> Stored data entries:

......

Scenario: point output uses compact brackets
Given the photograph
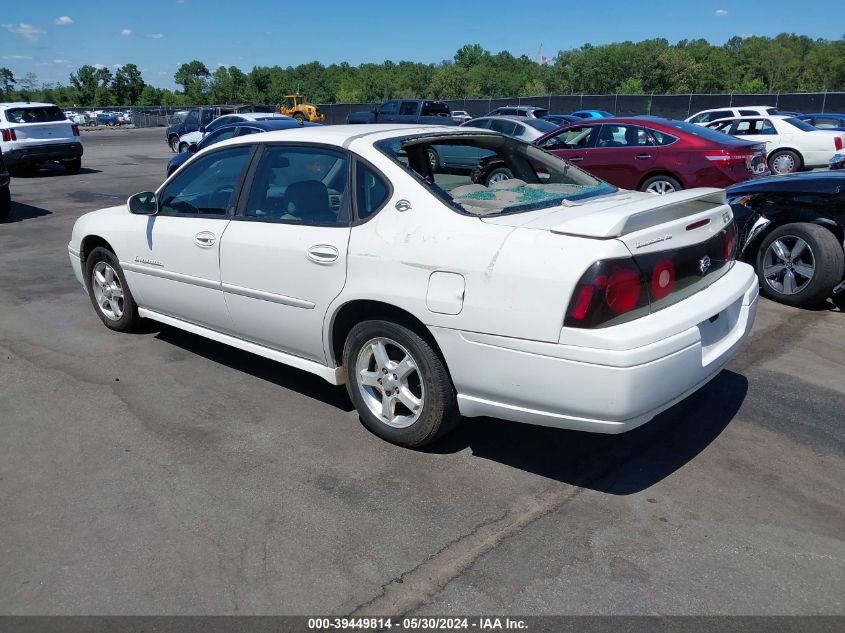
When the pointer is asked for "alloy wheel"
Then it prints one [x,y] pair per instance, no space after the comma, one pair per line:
[108,292]
[389,382]
[788,265]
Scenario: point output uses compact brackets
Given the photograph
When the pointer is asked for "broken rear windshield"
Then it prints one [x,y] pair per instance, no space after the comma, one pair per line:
[490,174]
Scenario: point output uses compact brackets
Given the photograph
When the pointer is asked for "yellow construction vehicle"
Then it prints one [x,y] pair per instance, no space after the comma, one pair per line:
[299,109]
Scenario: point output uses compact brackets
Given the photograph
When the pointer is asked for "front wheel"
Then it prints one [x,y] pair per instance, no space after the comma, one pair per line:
[784,162]
[659,185]
[799,264]
[109,291]
[398,384]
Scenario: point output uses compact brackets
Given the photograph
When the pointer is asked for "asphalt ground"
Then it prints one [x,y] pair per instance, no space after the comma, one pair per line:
[161,473]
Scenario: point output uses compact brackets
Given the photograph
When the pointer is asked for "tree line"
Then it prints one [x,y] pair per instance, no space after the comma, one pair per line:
[786,63]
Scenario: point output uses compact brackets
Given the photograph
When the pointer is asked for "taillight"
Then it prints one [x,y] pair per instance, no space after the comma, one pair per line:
[611,291]
[724,158]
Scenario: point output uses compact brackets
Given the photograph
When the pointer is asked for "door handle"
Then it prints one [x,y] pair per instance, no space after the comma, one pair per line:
[205,239]
[323,254]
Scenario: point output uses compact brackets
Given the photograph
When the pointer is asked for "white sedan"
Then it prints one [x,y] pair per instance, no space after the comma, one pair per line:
[791,144]
[550,298]
[186,140]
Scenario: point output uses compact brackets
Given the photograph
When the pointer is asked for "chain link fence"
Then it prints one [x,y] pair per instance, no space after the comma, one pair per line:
[669,106]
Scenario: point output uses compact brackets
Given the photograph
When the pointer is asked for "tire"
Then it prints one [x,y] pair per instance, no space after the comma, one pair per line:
[784,162]
[803,278]
[73,165]
[121,312]
[660,185]
[433,159]
[424,406]
[497,175]
[5,203]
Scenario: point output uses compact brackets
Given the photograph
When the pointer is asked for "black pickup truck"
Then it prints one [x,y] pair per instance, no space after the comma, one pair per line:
[406,111]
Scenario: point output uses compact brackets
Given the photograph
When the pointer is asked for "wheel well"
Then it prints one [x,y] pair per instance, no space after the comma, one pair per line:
[91,242]
[787,149]
[352,313]
[750,250]
[660,172]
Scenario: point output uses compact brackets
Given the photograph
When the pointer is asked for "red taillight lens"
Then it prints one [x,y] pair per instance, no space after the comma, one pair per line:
[663,277]
[724,158]
[611,291]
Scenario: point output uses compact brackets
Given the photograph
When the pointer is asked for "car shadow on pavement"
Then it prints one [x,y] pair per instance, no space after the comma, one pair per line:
[19,212]
[258,366]
[616,464]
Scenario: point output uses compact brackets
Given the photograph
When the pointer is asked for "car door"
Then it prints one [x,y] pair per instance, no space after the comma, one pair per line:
[574,144]
[623,155]
[283,257]
[174,256]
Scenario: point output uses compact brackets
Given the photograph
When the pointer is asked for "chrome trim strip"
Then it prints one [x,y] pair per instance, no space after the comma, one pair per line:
[166,274]
[268,296]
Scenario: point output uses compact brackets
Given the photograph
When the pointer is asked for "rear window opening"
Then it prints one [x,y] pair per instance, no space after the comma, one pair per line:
[489,174]
[35,114]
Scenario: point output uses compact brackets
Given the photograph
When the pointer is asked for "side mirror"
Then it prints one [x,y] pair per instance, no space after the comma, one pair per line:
[143,203]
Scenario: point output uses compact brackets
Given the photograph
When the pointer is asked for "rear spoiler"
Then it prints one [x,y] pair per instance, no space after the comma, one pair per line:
[630,216]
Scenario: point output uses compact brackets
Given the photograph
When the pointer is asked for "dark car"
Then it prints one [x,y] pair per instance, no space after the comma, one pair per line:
[240,128]
[791,229]
[653,154]
[825,121]
[5,196]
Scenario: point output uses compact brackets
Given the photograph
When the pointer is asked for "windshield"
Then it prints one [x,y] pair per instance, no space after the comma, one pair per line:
[488,174]
[801,125]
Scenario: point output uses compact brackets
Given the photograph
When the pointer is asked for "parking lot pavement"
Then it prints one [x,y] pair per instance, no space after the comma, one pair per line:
[161,473]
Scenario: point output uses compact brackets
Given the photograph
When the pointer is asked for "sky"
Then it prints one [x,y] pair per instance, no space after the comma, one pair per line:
[52,39]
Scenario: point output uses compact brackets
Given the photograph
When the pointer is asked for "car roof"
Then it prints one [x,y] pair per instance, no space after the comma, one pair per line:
[26,104]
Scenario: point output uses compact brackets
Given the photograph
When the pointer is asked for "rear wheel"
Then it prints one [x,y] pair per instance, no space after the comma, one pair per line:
[5,202]
[784,162]
[498,175]
[398,383]
[799,264]
[660,185]
[109,291]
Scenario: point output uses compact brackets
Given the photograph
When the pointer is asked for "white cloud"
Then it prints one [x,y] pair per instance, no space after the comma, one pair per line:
[28,31]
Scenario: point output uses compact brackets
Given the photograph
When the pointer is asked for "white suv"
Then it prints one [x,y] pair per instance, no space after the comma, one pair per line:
[33,133]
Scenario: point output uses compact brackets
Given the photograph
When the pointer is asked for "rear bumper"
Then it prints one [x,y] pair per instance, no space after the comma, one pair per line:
[43,153]
[604,389]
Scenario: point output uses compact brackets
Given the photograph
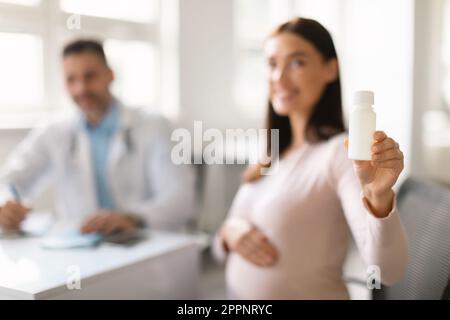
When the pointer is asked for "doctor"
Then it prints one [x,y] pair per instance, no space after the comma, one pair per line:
[110,165]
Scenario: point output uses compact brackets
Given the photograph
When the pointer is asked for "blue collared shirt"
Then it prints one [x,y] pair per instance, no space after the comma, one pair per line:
[100,140]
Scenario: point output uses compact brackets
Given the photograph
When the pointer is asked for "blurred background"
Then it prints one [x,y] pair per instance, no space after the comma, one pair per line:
[202,60]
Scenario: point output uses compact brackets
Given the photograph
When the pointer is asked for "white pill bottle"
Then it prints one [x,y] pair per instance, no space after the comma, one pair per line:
[362,125]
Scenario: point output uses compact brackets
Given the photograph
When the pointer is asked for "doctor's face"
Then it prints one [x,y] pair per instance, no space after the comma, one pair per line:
[298,73]
[87,80]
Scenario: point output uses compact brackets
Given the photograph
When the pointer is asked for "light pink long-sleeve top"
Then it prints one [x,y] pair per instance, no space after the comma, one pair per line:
[308,208]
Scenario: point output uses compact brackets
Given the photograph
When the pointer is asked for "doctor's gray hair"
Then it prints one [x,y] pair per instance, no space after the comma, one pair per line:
[83,46]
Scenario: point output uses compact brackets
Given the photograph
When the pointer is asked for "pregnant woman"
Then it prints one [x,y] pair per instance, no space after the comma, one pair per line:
[287,234]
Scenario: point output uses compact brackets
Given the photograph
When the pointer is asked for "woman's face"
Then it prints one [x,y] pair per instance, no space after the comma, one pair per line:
[298,73]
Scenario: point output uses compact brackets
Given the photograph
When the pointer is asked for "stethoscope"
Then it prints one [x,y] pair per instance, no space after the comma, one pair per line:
[127,136]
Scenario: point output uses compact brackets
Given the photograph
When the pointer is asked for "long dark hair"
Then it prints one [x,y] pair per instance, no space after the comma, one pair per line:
[326,119]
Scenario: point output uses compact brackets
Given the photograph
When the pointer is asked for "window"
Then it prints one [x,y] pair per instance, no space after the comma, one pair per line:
[253,21]
[143,11]
[33,32]
[29,47]
[446,54]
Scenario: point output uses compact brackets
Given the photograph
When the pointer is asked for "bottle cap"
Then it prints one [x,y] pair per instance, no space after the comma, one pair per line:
[364,97]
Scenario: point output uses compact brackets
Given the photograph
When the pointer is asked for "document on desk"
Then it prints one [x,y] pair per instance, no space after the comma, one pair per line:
[35,225]
[71,239]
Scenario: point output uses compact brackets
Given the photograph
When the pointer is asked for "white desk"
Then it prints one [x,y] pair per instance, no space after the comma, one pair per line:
[164,266]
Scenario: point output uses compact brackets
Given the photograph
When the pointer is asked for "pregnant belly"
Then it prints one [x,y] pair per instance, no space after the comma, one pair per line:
[248,281]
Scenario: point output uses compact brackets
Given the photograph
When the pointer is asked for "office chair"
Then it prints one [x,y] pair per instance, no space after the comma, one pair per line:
[425,212]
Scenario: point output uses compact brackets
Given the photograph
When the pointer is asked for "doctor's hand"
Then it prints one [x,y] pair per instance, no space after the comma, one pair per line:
[378,176]
[12,214]
[248,241]
[108,222]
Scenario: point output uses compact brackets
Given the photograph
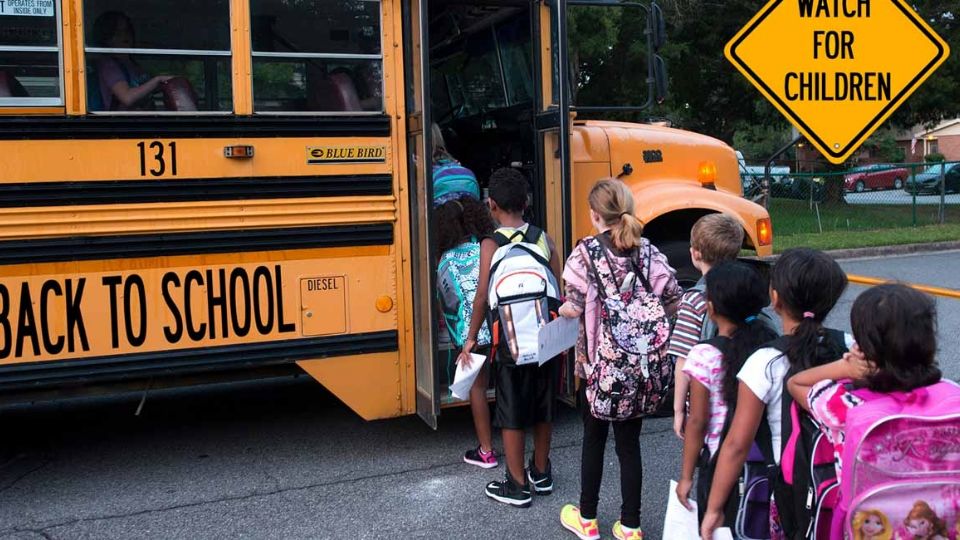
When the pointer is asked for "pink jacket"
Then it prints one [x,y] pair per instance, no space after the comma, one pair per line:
[581,288]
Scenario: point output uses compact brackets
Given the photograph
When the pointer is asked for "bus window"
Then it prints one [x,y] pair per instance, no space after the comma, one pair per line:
[514,40]
[321,57]
[30,64]
[151,56]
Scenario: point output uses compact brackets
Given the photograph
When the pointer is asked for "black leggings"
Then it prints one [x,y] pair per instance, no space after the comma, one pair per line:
[626,434]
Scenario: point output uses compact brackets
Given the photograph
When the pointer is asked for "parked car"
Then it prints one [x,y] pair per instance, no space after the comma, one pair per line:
[753,174]
[929,180]
[875,176]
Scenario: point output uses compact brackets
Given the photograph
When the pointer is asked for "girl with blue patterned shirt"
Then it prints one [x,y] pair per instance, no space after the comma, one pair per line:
[461,222]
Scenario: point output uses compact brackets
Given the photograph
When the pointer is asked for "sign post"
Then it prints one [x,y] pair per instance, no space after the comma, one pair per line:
[837,69]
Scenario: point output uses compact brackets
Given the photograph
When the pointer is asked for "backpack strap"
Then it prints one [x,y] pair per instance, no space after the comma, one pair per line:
[502,239]
[533,234]
[644,280]
[595,250]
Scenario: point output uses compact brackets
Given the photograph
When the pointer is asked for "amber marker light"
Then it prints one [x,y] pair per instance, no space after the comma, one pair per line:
[238,151]
[384,304]
[764,232]
[707,173]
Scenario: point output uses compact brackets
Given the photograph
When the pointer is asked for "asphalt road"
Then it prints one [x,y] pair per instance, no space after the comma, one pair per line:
[286,460]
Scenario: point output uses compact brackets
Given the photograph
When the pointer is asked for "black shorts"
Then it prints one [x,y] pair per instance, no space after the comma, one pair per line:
[526,395]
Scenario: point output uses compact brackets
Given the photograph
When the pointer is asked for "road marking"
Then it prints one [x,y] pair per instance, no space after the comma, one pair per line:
[929,289]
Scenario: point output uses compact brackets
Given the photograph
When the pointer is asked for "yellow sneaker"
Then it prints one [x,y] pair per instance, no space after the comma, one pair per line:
[585,529]
[625,533]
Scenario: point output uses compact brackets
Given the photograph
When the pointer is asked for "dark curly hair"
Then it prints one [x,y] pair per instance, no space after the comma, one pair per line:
[896,328]
[738,293]
[808,281]
[508,188]
[456,221]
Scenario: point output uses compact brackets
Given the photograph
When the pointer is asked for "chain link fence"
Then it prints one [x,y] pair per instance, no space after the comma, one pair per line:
[874,197]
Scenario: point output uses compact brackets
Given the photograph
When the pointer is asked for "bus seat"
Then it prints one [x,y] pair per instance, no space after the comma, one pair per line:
[335,92]
[10,86]
[178,95]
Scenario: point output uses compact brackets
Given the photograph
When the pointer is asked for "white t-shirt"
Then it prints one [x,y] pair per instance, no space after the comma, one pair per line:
[764,373]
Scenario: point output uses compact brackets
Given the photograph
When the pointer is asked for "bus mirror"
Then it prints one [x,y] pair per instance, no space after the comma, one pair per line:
[658,27]
[660,78]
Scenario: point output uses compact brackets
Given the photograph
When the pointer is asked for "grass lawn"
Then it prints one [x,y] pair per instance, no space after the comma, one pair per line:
[851,226]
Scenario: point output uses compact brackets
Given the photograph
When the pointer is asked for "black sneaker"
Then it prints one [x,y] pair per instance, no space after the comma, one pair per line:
[508,492]
[542,483]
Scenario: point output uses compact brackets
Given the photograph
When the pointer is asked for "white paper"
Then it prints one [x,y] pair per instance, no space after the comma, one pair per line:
[679,522]
[556,337]
[463,379]
[723,533]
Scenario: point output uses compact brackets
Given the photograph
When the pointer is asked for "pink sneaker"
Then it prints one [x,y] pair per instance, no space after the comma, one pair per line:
[480,458]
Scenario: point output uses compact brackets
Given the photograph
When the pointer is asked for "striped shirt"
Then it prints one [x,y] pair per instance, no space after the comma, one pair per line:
[690,319]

......

> DIRECTIONS: Collect each line above holding the string "rear".

> SOLUTION TO THE PROBLEM:
When the pointer is asked for "broken rear windshield"
When the pointer is asked for "rear window opening"
When the pointer is asked for "rear spoiler"
When the pointer is asked for "rear wheel"
When the pointer is asked for "rear bumper"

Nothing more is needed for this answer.